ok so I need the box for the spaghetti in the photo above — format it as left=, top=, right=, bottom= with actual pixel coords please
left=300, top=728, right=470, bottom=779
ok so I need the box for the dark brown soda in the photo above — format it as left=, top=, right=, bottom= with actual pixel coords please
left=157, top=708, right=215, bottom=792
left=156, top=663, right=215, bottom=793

**Work instruction**
Could you repeat every record word for word?

**The completed task**
ok so I need the box for the spaghetti in the photo above — format it as left=, top=, right=, bottom= with actual pixel coords please
left=300, top=728, right=470, bottom=779
ok so I need the box for the dark brown soda in the photo above — format it as left=, top=, right=, bottom= with actual pixel coords please
left=157, top=708, right=215, bottom=792
left=156, top=663, right=215, bottom=793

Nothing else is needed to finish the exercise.